TASK INSTRUCTIONS —
Everything from the line that contains "Would you please locate the overcast" through the last line of the listing must be copied exactly, with both of those lines included and no others.

Data extracted from a collection —

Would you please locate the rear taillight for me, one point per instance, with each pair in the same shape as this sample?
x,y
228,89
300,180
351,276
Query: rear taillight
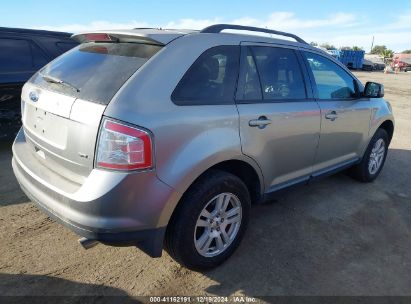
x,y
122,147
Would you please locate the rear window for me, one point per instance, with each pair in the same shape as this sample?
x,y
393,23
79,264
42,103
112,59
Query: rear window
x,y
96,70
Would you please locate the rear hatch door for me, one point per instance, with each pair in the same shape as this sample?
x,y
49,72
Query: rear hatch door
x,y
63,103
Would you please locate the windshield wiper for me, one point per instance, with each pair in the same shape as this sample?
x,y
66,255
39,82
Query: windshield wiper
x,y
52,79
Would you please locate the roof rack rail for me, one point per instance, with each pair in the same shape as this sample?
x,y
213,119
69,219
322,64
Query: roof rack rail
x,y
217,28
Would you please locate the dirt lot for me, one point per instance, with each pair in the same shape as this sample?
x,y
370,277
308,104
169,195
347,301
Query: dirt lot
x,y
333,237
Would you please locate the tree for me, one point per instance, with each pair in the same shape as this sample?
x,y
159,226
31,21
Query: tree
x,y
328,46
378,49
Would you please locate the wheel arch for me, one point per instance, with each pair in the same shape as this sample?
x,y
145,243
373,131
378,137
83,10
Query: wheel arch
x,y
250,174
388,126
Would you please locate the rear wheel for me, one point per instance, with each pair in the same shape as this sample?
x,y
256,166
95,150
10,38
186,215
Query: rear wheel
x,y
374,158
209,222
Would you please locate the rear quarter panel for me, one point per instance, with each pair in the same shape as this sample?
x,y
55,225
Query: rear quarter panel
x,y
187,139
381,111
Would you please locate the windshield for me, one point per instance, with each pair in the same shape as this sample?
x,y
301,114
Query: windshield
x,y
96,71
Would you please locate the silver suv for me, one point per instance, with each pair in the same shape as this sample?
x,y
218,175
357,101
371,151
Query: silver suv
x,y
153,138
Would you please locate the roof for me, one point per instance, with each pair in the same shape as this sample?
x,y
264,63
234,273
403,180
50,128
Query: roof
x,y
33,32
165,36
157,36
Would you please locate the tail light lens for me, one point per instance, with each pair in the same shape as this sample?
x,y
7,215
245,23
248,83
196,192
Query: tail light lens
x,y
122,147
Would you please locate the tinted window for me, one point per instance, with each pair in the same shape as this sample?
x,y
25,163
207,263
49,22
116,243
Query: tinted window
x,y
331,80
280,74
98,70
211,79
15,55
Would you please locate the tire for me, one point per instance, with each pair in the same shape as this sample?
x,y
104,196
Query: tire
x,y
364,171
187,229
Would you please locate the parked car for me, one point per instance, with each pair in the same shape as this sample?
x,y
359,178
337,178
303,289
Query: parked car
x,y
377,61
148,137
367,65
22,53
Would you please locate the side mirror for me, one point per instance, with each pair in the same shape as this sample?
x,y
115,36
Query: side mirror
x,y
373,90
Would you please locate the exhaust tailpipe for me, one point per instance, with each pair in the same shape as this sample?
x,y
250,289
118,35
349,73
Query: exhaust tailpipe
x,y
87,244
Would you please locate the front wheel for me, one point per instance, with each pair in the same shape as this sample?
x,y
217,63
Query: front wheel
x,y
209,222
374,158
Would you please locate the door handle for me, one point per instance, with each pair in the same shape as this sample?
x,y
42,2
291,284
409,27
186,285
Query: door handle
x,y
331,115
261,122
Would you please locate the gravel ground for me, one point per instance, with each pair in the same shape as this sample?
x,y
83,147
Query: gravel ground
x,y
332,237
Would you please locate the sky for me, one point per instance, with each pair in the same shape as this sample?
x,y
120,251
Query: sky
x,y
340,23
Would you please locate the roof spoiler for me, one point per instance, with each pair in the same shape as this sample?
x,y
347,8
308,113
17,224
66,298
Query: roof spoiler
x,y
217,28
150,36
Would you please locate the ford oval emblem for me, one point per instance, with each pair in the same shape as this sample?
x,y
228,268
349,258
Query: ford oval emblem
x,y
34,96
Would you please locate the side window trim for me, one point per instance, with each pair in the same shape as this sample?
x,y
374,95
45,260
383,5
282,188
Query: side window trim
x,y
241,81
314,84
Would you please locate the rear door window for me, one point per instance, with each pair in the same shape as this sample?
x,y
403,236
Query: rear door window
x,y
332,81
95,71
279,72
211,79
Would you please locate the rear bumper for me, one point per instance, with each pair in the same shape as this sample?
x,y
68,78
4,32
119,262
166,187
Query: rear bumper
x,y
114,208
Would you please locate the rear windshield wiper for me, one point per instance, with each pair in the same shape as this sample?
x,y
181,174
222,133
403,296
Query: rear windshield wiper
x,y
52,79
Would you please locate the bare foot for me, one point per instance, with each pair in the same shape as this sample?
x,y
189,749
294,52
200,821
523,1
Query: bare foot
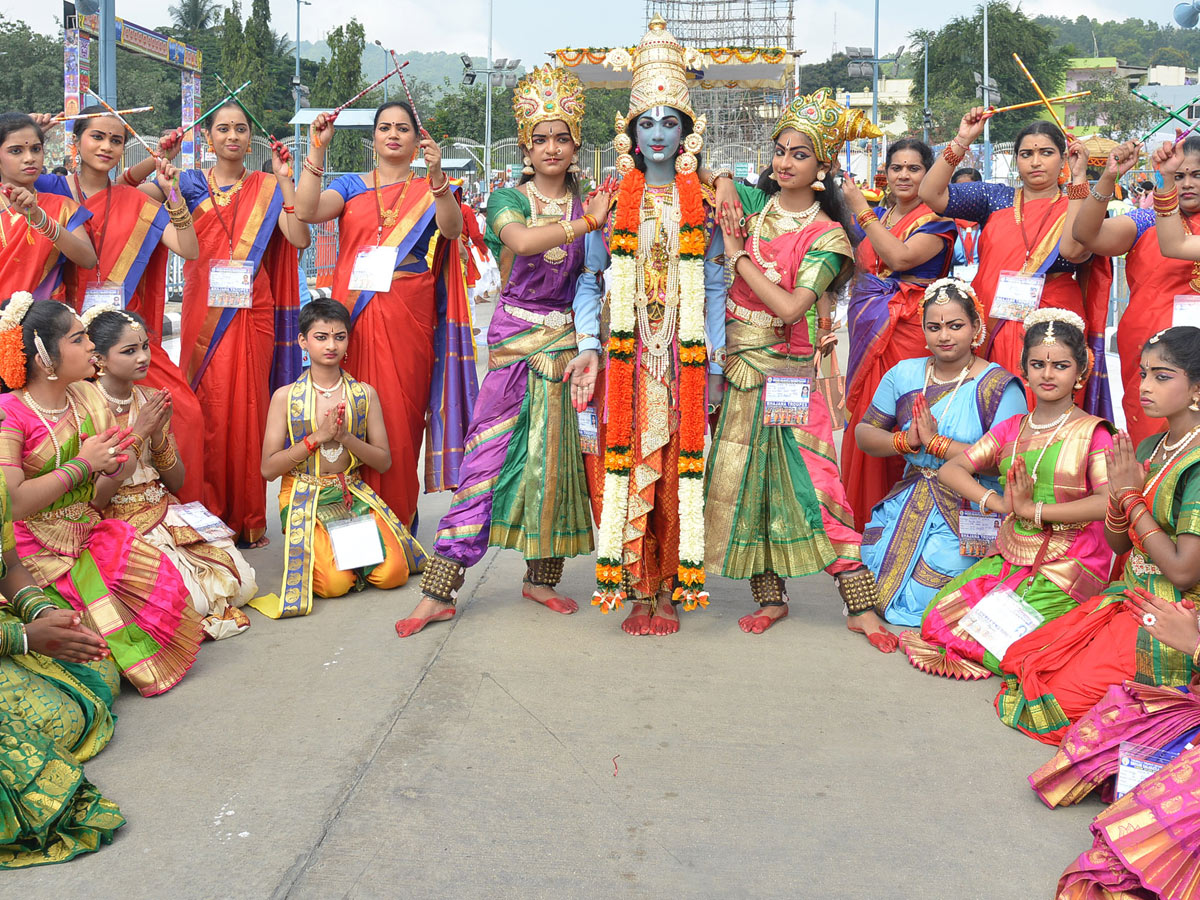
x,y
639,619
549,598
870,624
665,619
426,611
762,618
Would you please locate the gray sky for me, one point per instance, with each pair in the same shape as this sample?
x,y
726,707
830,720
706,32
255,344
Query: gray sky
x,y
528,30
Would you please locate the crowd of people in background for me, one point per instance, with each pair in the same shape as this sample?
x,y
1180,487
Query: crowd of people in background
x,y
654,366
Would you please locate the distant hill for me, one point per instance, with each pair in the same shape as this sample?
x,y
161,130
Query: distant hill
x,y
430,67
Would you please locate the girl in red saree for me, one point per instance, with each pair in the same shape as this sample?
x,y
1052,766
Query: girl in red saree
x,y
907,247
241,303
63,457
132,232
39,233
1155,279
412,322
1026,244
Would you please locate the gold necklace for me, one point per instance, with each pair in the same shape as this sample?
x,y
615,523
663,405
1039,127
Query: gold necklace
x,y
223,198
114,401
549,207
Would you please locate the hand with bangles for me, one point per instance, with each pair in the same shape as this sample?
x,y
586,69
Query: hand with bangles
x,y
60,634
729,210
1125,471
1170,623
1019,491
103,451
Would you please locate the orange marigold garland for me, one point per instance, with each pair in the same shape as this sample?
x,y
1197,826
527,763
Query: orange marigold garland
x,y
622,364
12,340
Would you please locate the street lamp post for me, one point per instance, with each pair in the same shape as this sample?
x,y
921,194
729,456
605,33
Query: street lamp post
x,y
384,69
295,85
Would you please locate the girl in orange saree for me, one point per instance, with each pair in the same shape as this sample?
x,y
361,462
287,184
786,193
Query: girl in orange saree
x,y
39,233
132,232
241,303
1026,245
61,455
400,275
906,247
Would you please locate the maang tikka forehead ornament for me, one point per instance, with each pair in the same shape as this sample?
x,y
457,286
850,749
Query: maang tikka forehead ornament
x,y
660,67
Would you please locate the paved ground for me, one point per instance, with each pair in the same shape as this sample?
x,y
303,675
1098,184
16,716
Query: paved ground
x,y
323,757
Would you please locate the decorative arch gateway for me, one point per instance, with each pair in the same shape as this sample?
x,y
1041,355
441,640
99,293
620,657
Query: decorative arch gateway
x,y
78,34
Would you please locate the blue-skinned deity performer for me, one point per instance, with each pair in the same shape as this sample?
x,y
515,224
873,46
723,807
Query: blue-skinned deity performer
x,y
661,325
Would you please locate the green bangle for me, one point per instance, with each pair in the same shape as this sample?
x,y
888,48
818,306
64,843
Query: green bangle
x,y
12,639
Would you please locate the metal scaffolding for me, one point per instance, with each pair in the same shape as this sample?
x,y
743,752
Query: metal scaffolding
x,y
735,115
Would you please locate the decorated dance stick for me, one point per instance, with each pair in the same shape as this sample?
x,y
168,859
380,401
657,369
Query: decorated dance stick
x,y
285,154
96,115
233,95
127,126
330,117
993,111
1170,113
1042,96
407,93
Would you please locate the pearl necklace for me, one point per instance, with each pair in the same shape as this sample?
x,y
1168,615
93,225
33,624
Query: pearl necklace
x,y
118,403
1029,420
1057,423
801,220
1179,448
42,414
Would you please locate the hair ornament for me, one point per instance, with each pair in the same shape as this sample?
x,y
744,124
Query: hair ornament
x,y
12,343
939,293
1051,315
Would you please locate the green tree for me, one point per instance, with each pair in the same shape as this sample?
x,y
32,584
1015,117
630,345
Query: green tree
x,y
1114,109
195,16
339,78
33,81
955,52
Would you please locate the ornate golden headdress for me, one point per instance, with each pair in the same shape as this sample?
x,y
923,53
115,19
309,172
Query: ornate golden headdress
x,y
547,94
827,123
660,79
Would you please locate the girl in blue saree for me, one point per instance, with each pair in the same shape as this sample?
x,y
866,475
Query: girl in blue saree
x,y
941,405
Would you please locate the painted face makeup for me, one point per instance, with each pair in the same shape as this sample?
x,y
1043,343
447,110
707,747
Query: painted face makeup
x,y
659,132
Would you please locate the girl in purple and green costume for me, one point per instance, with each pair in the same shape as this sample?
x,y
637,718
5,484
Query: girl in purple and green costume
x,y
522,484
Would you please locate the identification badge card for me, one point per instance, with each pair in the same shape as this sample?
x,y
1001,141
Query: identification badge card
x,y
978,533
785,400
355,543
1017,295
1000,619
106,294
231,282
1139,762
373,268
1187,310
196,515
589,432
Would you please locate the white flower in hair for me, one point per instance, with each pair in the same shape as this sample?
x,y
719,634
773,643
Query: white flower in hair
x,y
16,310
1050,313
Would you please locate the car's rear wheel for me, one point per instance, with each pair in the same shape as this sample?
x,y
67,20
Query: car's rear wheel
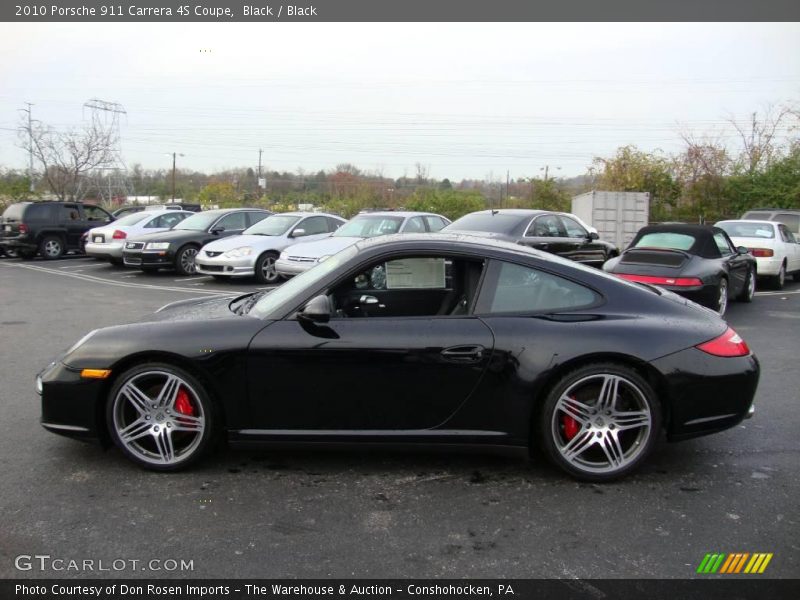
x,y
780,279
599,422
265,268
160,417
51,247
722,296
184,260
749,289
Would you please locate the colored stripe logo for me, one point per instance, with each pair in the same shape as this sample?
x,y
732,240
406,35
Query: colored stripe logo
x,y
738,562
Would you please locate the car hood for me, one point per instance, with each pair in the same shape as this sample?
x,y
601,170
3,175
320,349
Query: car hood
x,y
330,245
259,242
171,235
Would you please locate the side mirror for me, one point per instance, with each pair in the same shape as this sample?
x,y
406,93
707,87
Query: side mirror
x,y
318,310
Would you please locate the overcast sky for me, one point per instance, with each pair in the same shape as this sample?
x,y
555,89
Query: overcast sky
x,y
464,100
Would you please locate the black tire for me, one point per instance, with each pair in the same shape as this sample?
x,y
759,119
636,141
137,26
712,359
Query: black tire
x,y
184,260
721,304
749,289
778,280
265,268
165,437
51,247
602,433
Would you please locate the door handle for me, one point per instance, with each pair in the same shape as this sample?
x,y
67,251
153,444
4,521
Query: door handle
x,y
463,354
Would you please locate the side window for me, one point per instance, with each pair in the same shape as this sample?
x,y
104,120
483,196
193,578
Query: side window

SOLVED PROBLEM —
Would you please locate the overcast sky for me, one point per instance, with each pair in the same shape as this sample?
x,y
555,89
Query: overcast sky
x,y
464,100
Would you please locate the black tire for me, one point per instance, with each pair in the same shape as this sample?
x,y
759,119
636,141
137,26
712,359
Query: black tire
x,y
184,260
721,304
749,289
778,280
265,268
165,437
51,247
602,433
Would you please locate the door handle for me, one point per instance, with each pair in the same shape as this sample?
x,y
67,251
153,444
4,521
Query: door handle
x,y
463,354
Would you please locate the side window for me, one point per instance, with each pair in the same shape as this sample?
x,y
104,120
483,196
193,578
Query: side window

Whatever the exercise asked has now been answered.